[Exercise details] Render every line of the material below as a JSON list of strings, one string per line, omitting any blank lines.

Items from a data source
####
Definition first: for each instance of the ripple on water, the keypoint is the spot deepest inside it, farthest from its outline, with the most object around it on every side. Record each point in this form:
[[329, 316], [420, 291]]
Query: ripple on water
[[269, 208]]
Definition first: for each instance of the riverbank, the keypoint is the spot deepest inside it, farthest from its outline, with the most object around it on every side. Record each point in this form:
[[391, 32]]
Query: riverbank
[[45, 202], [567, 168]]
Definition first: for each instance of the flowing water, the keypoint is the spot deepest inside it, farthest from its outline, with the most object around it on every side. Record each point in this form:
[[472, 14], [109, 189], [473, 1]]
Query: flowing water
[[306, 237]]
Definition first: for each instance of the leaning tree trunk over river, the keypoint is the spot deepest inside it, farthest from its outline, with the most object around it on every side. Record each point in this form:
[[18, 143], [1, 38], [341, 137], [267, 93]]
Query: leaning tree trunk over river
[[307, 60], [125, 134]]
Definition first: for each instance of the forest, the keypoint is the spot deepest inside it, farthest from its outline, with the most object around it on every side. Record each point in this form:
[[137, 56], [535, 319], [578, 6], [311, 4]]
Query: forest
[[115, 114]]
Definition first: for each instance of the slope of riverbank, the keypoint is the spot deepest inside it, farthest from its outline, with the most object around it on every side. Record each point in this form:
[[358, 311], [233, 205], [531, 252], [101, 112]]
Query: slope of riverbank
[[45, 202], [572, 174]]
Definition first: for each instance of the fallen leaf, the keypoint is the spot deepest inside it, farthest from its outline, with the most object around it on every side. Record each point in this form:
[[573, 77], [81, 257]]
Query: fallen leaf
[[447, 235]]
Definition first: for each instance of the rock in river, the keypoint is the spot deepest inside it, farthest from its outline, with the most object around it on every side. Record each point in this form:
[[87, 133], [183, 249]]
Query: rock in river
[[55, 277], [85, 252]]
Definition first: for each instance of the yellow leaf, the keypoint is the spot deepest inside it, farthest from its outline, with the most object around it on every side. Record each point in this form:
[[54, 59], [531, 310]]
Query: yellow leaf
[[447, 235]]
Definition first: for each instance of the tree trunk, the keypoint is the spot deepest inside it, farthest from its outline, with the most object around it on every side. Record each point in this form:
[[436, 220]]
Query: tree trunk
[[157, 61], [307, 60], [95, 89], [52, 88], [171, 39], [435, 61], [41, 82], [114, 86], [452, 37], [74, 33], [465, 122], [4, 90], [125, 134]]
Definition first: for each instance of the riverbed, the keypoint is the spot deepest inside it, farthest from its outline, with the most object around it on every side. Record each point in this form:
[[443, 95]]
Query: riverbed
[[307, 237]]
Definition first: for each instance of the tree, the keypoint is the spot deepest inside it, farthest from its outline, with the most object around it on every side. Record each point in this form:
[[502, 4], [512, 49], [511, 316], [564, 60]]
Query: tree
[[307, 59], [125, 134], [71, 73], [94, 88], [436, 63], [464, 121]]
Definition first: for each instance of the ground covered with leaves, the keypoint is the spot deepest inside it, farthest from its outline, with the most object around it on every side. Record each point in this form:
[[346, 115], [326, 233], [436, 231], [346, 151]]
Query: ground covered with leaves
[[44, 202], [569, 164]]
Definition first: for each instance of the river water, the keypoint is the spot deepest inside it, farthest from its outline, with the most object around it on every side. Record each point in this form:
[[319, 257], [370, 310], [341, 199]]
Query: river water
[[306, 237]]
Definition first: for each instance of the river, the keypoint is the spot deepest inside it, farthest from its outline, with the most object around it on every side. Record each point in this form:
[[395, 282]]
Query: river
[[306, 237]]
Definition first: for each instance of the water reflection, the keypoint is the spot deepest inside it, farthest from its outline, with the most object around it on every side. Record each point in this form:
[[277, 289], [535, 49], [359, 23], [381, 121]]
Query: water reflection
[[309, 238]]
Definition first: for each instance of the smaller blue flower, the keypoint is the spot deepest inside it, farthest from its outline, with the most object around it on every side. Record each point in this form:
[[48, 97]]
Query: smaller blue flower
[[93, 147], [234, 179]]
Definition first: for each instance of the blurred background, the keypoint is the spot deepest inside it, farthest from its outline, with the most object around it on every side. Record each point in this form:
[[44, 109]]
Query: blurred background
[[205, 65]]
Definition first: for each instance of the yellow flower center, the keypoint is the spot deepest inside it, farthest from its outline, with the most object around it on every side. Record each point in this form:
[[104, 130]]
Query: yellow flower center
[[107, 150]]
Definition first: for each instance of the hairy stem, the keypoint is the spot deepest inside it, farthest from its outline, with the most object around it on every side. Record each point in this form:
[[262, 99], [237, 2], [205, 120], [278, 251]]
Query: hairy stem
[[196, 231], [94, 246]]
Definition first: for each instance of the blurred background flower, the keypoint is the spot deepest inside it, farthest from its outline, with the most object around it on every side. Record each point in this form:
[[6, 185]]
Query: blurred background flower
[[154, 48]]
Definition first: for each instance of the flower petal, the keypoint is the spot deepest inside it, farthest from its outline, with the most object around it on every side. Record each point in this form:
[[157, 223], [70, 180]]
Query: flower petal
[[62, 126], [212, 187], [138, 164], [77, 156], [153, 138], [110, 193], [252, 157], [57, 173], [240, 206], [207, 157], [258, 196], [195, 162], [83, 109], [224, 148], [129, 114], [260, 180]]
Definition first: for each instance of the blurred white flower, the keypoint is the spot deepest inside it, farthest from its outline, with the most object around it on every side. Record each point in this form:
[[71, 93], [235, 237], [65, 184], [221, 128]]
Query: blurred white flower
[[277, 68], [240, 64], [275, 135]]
####
[Correct answer]
[
  "Definition first: for each instance of the ripple on water, the keypoint is the spot deepest inside it, farthest from its outline, with the most object around it on every side. Record each point in this form:",
  "[[329, 316], [420, 291]]",
  "Query: ripple on water",
  "[[269, 208]]",
  "Definition first: for each instance of the riverbank, the keypoint is the spot deepest inside it, farthest from its outline, with the most object around it on every side. Record each point in this form:",
  "[[391, 32]]",
  "Query: riverbank",
  "[[45, 202], [567, 168]]",
  "Definition first: for each instance of the flowing water, the keypoint is the spot deepest inside it, farthest from its outline, with the most object around it on every side. Record each point in this form:",
  "[[472, 14], [109, 189], [473, 1]]",
  "Query: flowing water",
  "[[306, 237]]",
  "Definition first: for each instance of the leaning tree trunk over river, the keypoint is the spot deepest inside it, farthest from its outline, with the most object around it on every side. Record each point in this form:",
  "[[18, 143], [1, 38], [341, 137], [267, 93]]",
  "Query: leaning tree trunk over river",
  "[[307, 60], [125, 134]]",
  "Definition first: for each instance of the forest, the keypoint is the spot deepest inside it, farthest from its outline, with the most object around it on every side. Record each point in this form:",
  "[[137, 56], [535, 319], [578, 6], [311, 4]]",
  "Query: forest",
  "[[115, 114]]",
  "Definition first: for each instance of the slope of riverbank, the keypoint is the spot deepest inside it, farthest from its outline, with the most object around it on every side. Record each point in this form:",
  "[[358, 311], [233, 205], [531, 252], [101, 112]]",
  "Query: slope of riverbank",
  "[[45, 202], [572, 174]]",
  "Definition first: for each instance of the fallen leaf, the keypoint is the spot deepest inside it, farthest from its outline, with the most object around it on every side. Record each point in this form:",
  "[[573, 77], [81, 257]]",
  "Query: fallen leaf",
  "[[447, 235]]",
  "Definition first: for each instance of the rock in river, the keypoint is the spot deepest inside it, farthest from its outline, with the most object around it on every side. Record each point in this form:",
  "[[87, 133], [183, 249]]",
  "Query: rock in river",
  "[[55, 277], [85, 252]]",
  "Definition first: for each instance of the yellow leaf, the keypoint is the spot deepest inside it, farthest from its outline, with the most object around it on every side. Record each point in this form:",
  "[[54, 59], [531, 310]]",
  "Query: yellow leaf",
  "[[447, 235]]",
  "Definition first: for each instance of the tree trunk, the keypoint is the spot deepest inside it, farthest from its outline, with the most object around it on every side. Record each point in this form:",
  "[[436, 220]]",
  "Query: tree trunk",
  "[[157, 61], [307, 60], [95, 89], [52, 88], [171, 39], [435, 61], [41, 82], [114, 86], [452, 37], [74, 33], [465, 122], [4, 90], [125, 134]]",
  "Definition first: for each instance of the riverbed, the keypoint is the spot deepest inside it, farthest from its outline, with the most object around it on every side. Record each point in this form:",
  "[[443, 95]]",
  "Query: riverbed",
  "[[307, 237]]",
  "Definition first: for each instance of the tree, the keypoint is the spot deepest inside it, farthest from its outline, with the most object around it on every side. Record each point in this form:",
  "[[502, 4], [512, 49], [511, 316], [564, 60]]",
  "Query: tree",
  "[[307, 59], [125, 134], [71, 73], [94, 88], [436, 63], [464, 121]]",
  "Definition first: for each instance of the ground covered with leaves, the keypoint is the spot deepest inside it, farthest from its outline, with the most object around it on every side. Record each point in this form:",
  "[[346, 115], [326, 233], [436, 231], [346, 151]]",
  "Query: ground covered with leaves",
  "[[44, 202], [569, 164]]",
  "Definition first: for each instance of the river water, the keypoint is the spot deepest inside it, farthest from its outline, with the most object around it on every side. Record each point in this form:",
  "[[319, 257], [370, 310], [341, 199]]",
  "Query: river water",
  "[[306, 237]]",
  "Definition first: for each instance of the river, the keypoint is the spot deepest inside it, farthest from its outline, with the most object around it on every side. Record each point in this form:",
  "[[395, 282]]",
  "Query: river",
  "[[306, 237]]",
  "Definition first: for each instance of the water reflection, the keypoint is the spot deepest inside it, farthest from its outline, with the most object around it on every side. Record each point in this form:",
  "[[277, 289], [535, 49], [359, 23], [381, 121]]",
  "Query: water reflection",
  "[[309, 238]]",
  "Definition first: for each instance of the smaller blue flower, the keypoint is the spot deepest inside it, farthest from its outline, with the most object around it on every side. Record each point in this form:",
  "[[48, 97]]",
  "Query: smaller blue flower",
  "[[93, 147], [234, 179]]",
  "Definition first: for each instance of the blurred background, the keypoint is the spot deepest inside it, farthest from its outline, with the most object around it on every side. Record each point in this form:",
  "[[44, 109]]",
  "Query: blurred background",
  "[[205, 65]]",
  "Definition first: for each instance of the yellow flower center, the keypoint is the spot deepest inside it, farthest from its outline, with the most object around it on every side. Record each point in this form:",
  "[[104, 130]]",
  "Query: yellow flower center",
  "[[107, 150]]",
  "Definition first: for each instance of the hairy stem, the keypoint is the spot deepest inside it, farthest from its outline, with the most object around it on every side. Record each point in this form:",
  "[[262, 99], [237, 2], [205, 120], [278, 251]]",
  "Query: hairy stem",
  "[[196, 231], [94, 246]]",
  "Definition first: for each instance of the blurred background flower, the keypoint is the spot deepest inside it, farthest from its outline, with the most object around it on every side. Record each point in this form:",
  "[[6, 185]]",
  "Query: blurred background flower",
  "[[154, 48]]",
  "Definition first: for each instance of the flower petal, the keypoint is the spot deepest inside it, farthest from its outline, with the most object around it on every side. Record each point in this form:",
  "[[157, 223], [70, 180]]",
  "Query: flower petal",
  "[[62, 126], [212, 187], [138, 164], [77, 156], [153, 138], [110, 193], [252, 157], [57, 173], [240, 206], [207, 157], [258, 196], [195, 162], [83, 109], [224, 148], [129, 114], [260, 180]]",
  "Definition first: for each instance of the blurred white flower, the keypoint is the spot deepest inside it, farthest from its outline, with the most object around it on every side. Record each point in this form:",
  "[[71, 93], [235, 237], [65, 184], [221, 128]]",
  "Query: blurred white flower",
  "[[277, 68], [240, 64], [275, 135]]"
]